**EXCERPTED TEXT:**
BEGIN

The Sun reported that its pictures of Mr Hancock and Ms Coladangelo, who are both married with three children, had been taken inside the Department of Health on May 6.
In a statement, Mr Hancock said: "I accept that I breached the social distancing guidance in these circumstances, I have let people down and am very sorry.
"I remain focused on working to get the country out of this pandemic, and would be grateful for privacy for my family on this personal matter."
A Downing Street spokesman said Mr Johnson had accepted Mr Hancock's apology and "considers the matter closed".
MPs across Norfolk and Waveney are currently being approached for comment by the Eastern Daily Press.
Clive Lewis, Labour MP for Norwich South, said: "I think the whole government should resign.
"At the end of the day, Professor Neil Ferguson was a highly educated individual, and highly regarded in the fight against Covid, who Mr Hancock strongly criticised before this."
"And yet when he broke the restrictions Mr Hancock suggested he could be prosecuted.
"To now find he broke the restrictions he himself drew up, will smack of rank hypocrisy of the first order to much of the public.
"Added to recent revelations about his systemic failure at the height of the pandemic, failures which cost tens of thousands of lives, he should have gone long ago.
"But the fact he remains a minister tells you the PM still sees mileage in his use as a human shield and punch bag for his premiership."
George Freeman, MP for Mid Norfolk, said he would not be commenting on the matter.
South West Norfolk MP and secretary of state for international trade Liz Truss said Mr Hancock "hasn't broken any rules."

END

**INPUT DATA:**
BEGIN

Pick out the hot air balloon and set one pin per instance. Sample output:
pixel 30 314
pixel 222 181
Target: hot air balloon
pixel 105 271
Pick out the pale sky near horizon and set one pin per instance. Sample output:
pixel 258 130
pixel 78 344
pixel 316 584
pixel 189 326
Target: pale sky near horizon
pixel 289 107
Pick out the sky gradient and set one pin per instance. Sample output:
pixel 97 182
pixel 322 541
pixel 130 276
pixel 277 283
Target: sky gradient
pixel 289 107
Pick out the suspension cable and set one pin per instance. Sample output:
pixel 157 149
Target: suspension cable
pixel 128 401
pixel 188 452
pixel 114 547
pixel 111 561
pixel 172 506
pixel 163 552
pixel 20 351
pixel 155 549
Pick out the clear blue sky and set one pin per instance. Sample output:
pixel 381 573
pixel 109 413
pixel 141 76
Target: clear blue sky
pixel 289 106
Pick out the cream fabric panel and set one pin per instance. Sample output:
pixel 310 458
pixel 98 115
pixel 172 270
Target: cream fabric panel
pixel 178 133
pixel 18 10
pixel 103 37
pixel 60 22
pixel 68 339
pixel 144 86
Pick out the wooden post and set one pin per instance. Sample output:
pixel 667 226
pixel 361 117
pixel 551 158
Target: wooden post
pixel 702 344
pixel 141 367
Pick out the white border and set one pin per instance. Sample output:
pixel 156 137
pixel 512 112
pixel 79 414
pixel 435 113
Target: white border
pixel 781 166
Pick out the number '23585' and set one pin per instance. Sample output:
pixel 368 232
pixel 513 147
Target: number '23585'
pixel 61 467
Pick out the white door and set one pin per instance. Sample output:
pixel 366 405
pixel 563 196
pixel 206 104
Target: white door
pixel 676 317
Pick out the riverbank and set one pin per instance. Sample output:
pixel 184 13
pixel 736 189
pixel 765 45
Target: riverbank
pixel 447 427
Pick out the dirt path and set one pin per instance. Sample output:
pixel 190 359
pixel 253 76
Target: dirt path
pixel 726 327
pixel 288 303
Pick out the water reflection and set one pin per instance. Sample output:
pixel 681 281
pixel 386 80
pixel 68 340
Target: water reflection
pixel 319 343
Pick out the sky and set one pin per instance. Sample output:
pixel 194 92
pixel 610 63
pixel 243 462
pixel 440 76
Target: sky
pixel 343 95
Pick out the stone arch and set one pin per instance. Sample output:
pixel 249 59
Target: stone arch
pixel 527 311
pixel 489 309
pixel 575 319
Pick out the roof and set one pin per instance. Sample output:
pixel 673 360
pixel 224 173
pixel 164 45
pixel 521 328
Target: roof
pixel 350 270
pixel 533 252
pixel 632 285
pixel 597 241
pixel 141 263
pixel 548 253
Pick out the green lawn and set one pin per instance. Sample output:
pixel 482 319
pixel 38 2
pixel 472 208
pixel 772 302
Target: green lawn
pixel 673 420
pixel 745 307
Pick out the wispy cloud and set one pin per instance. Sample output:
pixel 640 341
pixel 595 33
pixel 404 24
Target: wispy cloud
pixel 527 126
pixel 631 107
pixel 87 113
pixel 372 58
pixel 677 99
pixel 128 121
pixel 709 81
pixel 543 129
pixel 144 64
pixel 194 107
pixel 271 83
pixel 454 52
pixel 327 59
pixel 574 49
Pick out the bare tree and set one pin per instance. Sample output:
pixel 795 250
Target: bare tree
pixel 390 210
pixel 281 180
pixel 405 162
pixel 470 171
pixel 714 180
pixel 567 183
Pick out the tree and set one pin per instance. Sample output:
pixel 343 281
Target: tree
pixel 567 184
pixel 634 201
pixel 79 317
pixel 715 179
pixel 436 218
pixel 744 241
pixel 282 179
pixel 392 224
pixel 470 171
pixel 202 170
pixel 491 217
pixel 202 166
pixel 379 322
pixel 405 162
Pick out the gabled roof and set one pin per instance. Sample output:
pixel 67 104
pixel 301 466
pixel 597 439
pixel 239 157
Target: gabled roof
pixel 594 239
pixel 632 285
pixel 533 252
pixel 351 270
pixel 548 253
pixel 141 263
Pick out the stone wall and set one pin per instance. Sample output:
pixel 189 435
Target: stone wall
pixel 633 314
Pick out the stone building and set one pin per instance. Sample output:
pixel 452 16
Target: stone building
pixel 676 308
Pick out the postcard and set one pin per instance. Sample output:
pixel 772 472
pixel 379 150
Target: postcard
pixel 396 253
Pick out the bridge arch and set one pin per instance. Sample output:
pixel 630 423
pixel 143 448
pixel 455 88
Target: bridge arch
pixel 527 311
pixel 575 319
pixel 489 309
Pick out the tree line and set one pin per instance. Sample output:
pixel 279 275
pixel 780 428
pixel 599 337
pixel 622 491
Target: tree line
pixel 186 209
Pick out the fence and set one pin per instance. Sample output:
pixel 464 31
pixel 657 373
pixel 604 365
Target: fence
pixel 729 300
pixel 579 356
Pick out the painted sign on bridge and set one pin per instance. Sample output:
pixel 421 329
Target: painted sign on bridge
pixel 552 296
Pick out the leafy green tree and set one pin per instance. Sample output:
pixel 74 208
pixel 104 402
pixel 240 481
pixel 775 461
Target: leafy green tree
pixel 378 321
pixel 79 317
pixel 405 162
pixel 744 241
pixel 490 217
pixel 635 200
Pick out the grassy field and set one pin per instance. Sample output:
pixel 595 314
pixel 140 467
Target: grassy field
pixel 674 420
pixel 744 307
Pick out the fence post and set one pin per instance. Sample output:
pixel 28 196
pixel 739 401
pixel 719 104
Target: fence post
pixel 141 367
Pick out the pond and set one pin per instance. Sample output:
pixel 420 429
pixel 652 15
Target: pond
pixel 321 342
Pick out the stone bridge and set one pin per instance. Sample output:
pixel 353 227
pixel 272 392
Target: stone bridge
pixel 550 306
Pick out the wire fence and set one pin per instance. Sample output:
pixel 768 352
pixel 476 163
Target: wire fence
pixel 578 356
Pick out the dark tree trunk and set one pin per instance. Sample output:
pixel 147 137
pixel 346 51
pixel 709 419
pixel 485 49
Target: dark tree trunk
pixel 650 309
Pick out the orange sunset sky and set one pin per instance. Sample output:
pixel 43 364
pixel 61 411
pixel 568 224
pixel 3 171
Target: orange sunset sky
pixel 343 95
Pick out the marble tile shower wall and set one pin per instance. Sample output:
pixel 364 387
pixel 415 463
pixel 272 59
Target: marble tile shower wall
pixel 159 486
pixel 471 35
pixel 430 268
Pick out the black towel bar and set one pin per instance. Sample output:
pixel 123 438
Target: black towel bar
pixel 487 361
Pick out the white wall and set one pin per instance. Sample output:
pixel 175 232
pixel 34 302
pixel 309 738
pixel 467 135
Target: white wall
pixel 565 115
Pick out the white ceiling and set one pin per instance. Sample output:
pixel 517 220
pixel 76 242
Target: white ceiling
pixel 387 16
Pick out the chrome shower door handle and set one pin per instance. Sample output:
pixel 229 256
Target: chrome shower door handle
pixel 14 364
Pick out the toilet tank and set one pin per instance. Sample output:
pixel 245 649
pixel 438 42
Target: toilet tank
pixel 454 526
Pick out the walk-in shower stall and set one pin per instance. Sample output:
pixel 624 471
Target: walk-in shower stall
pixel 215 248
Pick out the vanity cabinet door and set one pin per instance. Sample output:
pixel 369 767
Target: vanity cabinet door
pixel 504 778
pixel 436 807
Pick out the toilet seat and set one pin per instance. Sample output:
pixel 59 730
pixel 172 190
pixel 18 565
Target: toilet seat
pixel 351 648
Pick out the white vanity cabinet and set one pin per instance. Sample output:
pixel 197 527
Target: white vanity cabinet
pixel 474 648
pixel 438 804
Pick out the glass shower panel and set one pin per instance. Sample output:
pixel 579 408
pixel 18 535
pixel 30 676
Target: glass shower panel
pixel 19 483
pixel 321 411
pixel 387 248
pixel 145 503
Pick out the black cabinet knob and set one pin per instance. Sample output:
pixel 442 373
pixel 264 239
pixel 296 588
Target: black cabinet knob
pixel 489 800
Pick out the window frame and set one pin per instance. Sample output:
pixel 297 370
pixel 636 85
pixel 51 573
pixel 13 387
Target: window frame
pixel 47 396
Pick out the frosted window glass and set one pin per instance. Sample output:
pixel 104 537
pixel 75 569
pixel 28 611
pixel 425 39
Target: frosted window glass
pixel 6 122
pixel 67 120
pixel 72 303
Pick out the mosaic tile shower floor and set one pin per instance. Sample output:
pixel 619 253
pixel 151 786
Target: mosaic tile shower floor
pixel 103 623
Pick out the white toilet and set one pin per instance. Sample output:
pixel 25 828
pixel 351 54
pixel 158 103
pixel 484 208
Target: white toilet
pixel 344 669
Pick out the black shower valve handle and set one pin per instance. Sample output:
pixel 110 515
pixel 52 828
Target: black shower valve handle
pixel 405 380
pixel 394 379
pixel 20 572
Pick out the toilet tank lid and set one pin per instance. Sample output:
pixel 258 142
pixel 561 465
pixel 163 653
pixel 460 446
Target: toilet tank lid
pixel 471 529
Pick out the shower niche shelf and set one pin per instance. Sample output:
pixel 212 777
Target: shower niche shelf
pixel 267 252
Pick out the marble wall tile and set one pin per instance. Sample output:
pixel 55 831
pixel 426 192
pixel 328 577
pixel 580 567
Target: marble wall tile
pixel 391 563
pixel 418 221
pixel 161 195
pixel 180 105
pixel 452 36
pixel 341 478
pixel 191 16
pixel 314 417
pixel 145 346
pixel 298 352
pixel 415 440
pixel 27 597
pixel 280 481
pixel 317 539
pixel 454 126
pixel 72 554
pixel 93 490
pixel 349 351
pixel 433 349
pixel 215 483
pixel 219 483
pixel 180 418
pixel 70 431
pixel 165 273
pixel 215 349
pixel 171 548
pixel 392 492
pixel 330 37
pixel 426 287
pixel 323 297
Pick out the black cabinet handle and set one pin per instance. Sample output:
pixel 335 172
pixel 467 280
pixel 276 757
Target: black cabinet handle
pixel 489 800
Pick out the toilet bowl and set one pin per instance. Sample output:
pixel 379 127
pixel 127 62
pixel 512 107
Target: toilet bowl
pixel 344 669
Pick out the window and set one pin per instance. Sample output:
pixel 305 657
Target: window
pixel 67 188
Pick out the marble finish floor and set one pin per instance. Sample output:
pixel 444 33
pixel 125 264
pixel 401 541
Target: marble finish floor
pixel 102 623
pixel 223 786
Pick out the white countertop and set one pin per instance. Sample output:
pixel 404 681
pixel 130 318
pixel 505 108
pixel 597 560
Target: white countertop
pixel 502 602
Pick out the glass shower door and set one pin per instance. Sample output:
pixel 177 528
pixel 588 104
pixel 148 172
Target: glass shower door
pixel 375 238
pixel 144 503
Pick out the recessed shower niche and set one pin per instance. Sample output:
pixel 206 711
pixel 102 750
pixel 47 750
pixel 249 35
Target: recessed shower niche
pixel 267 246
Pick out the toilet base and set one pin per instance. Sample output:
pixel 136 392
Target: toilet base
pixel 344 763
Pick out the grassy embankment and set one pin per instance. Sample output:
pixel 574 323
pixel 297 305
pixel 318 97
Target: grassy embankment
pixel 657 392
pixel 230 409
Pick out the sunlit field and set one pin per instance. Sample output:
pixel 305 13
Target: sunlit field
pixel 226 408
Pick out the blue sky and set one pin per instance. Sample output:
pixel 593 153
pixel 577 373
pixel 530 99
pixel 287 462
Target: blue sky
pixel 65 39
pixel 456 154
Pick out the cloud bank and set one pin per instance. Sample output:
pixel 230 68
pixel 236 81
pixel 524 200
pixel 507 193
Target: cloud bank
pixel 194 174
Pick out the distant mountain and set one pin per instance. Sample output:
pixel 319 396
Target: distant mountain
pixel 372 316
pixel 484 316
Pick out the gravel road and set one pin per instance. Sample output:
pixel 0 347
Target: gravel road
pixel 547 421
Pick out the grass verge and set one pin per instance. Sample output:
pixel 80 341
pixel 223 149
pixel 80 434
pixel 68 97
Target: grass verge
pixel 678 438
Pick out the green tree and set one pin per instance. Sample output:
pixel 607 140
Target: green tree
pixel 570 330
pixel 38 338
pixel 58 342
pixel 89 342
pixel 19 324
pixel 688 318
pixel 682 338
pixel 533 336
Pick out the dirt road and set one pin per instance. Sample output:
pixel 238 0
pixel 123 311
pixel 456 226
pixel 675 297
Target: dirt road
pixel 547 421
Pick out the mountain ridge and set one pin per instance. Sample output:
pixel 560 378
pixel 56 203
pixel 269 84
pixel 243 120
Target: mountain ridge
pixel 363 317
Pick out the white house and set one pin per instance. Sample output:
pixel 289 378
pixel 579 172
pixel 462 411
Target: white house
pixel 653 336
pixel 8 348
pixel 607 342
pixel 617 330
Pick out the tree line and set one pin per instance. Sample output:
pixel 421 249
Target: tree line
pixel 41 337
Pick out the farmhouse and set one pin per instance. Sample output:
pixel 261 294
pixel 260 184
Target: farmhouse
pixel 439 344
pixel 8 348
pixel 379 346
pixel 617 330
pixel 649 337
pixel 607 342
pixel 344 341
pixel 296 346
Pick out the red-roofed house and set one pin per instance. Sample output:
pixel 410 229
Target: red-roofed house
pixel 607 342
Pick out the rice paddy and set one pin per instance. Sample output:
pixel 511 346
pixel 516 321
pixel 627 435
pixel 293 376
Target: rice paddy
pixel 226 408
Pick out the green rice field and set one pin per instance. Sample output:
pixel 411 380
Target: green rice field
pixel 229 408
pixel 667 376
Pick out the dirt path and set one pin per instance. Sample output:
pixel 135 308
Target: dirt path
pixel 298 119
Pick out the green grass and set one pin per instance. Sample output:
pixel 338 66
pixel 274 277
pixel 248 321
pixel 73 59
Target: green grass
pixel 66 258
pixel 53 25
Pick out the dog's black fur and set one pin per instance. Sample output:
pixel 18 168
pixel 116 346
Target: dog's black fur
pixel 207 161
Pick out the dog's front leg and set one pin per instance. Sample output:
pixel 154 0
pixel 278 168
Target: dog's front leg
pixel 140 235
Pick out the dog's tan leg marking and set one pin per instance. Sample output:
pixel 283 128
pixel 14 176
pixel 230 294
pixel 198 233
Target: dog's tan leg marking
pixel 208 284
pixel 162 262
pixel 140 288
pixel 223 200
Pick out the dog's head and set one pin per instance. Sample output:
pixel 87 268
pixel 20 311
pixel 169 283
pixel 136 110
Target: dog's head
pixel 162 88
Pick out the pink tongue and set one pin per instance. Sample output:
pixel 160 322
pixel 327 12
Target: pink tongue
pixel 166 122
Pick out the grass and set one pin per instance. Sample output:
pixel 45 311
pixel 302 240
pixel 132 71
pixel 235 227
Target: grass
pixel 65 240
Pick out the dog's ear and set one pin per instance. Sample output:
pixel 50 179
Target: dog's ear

END

**REQUIRED TASKS:**
#1 According to the Hancock news excerpt, on what date were The Sun's pictures of Mr Hancock and Ms Coladangelo taken?
#2 Continue the Hancock news excerpt from where it stops.

**ACTIVITY ANSWERS:**
#1 May 6

#2
During a visit to a fruit farm in Lincolnshire on Friday, Ms Truss also described it as a "personal matter" before going on to say Mr Hancock has her support in the Cabinet.
On Saturday morning, flowers were delivered to the house Matt Hancock shares with his wife Martha.
The pink peonies in a glass vase were placed on the front doorstep by a florist delivery man who arrived just after 10am.
Mr Hancock is believed to be staying at their house in Suffolk at the moment while Mrs Hancock has remained at the home in London with the children.
She was seen leaving the house early this morning for a dog walk.
A snap poll from Savanta ComRes, released hours after photographs of the pair kissing in Mr Hancock's ministerial office surfaced, found 58pc of UK adults thought that Mr Hancock should resign, compared to 25pc who thought he should not.
And the Covid-19 Bereaved Families For Justice group, which represents those who have lost loved ones to the pandemic, also called for Mr Hancock to go.
In a letter to the Prime Minister, the group said it had broken its "position of neutrality on ministerial conduct" to urge Mr Johnson to relieve Mr Hancock of his job.